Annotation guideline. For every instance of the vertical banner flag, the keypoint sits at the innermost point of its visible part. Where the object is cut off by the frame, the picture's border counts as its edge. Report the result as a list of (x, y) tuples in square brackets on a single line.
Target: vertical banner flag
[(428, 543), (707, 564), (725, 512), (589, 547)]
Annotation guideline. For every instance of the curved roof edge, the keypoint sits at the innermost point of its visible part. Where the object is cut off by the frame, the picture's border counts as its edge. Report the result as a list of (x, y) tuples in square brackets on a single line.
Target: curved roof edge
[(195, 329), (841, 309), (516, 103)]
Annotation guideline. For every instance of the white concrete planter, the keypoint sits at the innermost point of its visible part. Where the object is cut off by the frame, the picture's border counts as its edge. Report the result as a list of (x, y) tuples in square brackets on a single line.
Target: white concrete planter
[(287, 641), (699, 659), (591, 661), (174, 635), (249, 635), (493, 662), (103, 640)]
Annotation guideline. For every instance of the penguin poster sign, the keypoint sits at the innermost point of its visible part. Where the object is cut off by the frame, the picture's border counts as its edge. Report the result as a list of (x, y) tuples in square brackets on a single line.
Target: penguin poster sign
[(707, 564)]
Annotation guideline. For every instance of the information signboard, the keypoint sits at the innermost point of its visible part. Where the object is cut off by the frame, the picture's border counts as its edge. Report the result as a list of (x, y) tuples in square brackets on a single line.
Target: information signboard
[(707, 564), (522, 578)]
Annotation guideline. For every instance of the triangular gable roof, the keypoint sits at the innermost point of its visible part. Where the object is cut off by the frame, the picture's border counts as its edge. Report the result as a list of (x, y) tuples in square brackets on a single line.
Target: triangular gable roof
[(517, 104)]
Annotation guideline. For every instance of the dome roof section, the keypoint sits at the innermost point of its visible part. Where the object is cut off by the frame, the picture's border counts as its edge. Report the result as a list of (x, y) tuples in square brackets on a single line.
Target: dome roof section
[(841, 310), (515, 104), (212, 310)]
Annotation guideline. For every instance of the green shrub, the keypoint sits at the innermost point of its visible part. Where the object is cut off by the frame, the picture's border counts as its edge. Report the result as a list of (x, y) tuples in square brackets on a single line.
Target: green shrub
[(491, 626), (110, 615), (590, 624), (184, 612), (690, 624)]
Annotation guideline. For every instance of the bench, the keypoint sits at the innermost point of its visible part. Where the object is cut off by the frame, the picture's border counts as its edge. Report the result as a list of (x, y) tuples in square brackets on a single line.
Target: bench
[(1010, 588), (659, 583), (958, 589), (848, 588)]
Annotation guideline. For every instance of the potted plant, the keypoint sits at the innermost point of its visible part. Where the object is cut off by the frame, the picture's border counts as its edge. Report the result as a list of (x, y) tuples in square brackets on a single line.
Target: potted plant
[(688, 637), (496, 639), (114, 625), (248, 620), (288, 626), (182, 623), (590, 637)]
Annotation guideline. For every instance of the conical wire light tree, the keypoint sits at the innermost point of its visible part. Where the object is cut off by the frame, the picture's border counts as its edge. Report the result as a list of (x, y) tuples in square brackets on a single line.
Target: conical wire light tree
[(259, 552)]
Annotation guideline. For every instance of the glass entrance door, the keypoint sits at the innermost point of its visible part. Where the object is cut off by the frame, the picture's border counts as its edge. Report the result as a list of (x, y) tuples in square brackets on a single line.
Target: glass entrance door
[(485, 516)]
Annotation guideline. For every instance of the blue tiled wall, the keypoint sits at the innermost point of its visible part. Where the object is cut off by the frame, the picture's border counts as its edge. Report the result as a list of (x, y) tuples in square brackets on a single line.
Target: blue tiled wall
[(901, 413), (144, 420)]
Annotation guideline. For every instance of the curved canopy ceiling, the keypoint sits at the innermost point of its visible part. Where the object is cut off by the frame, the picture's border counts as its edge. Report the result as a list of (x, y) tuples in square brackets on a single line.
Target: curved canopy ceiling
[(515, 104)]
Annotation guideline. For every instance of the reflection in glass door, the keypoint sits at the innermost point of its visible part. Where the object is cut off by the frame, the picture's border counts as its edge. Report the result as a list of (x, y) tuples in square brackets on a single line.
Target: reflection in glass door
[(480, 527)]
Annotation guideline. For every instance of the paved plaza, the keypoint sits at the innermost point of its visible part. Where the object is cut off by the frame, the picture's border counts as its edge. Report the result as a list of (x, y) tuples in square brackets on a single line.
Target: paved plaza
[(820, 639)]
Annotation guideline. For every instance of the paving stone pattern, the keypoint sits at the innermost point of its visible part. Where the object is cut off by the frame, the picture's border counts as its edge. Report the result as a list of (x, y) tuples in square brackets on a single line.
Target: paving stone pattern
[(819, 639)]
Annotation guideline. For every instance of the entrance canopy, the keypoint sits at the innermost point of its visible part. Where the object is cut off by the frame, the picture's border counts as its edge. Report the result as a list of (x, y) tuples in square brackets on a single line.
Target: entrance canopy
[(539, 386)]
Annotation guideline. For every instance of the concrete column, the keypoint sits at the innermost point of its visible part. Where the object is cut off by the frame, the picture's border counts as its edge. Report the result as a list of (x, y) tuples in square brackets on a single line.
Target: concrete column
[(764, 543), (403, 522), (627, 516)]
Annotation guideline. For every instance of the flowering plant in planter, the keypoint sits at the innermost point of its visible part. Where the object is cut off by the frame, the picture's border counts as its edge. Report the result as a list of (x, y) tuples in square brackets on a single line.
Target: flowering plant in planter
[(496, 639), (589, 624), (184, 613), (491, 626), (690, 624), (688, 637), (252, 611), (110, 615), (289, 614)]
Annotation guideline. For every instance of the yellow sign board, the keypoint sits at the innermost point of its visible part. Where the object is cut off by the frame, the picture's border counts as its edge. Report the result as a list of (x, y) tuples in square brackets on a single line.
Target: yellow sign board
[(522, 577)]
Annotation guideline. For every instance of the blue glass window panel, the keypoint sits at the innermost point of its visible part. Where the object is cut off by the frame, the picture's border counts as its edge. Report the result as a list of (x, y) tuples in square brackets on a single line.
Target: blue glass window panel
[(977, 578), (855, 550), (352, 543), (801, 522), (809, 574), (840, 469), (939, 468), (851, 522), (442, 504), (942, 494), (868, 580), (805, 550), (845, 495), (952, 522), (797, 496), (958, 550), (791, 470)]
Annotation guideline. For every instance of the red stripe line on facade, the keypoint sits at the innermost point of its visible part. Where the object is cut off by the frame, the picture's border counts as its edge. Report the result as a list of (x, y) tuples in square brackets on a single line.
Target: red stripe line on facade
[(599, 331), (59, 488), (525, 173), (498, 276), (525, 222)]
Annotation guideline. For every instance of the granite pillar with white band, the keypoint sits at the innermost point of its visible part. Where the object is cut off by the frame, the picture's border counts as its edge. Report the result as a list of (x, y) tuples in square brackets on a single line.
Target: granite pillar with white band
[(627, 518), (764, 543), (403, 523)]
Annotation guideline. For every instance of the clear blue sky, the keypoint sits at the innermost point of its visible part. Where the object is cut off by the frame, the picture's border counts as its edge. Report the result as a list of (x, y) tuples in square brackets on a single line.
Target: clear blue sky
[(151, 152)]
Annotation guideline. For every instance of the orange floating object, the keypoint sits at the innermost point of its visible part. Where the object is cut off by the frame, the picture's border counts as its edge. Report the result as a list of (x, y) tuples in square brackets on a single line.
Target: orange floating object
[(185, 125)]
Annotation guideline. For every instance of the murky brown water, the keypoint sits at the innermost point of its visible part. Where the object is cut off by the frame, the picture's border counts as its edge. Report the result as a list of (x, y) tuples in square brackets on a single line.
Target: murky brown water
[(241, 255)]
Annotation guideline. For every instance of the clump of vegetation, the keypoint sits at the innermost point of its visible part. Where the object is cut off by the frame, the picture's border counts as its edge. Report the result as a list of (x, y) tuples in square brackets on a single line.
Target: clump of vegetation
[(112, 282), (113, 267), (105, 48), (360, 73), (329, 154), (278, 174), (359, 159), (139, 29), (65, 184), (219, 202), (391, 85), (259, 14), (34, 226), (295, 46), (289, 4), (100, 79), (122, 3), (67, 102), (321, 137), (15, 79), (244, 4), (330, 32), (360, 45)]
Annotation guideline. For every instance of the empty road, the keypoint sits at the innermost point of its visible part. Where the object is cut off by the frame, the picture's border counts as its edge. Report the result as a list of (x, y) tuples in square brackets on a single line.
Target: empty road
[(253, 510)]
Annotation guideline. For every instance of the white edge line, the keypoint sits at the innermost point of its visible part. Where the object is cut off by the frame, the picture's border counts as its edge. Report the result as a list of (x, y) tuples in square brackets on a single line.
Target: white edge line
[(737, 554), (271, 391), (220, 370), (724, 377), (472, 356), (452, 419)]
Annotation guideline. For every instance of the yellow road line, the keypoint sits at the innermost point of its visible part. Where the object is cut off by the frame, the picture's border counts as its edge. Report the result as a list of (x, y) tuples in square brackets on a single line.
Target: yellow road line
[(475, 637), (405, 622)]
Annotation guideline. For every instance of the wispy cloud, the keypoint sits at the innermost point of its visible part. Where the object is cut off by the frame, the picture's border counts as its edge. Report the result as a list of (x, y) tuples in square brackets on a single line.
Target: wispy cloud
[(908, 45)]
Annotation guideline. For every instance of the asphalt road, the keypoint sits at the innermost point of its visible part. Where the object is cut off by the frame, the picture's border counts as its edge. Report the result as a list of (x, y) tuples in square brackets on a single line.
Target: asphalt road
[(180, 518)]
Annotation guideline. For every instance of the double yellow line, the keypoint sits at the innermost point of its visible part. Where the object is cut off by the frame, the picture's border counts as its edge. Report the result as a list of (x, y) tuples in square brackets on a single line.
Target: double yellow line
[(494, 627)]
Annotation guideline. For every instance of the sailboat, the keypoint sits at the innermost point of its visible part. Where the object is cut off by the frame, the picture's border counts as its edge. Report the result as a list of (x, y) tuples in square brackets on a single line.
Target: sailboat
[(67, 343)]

· · · · · · ·

- Work to do:
Locate the line with "Annotation guideline. For every instance of the white edge" in the entries above; extract it and every line after it, verbatim.

- Task response:
Annotation guideline. For every instance of the white edge line, the keypoint sits at the innermost point of its visible part. Where the object is cut off by the frame, the picture's border counts as its edge. Report the result as a list of (x, y) tuples in square brackets on a single line.
Target: white edge line
[(737, 554), (271, 391), (220, 370), (724, 377), (472, 356), (452, 419)]
Annotation guideline. For every instance of the yellow road line, the keypoint sits at the innermost point of its visible part. Where the object is cut off by the frame, the picture's border counts as its edge. Report the result as a list of (x, y) tuples in square brackets on a single line.
Target: yellow road line
[(475, 637), (405, 622)]
Annotation guideline. For every instance of the wispy cloud, the keypoint sits at the innermost point of its visible part. Where the object is cut off by the frame, the picture's border counts as its edge. Report the result as a list of (x, y) tuples in square brackets on a single line.
Target: wispy cloud
[(908, 45)]
Annotation guideline. For every instance of the asphalt road, the keypoint sits at the innermost point of its visible part. Where the object is cut off by the frame, the picture's border counts as its edge. Report the result as a list of (x, y) tuples in square brackets on a single line.
Target: asphalt road
[(180, 518)]
Annotation guideline. For every instance of the double yellow line, the keypoint sits at the innermost point of its visible part. Where the object is cut off by the frame, the picture's border counts as its edge. Report the result as a list of (x, y) tuples in square brackets on a single line.
Target: double yellow line
[(494, 627)]
Annotation guideline. For every instance of the sailboat, the keypoint sits at the innermost point of its visible part. Where the object is cut off by the frame, the picture's border counts as its edge. Report the result as a list of (x, y) tuples in square brackets on a single line.
Target: sailboat
[(67, 343)]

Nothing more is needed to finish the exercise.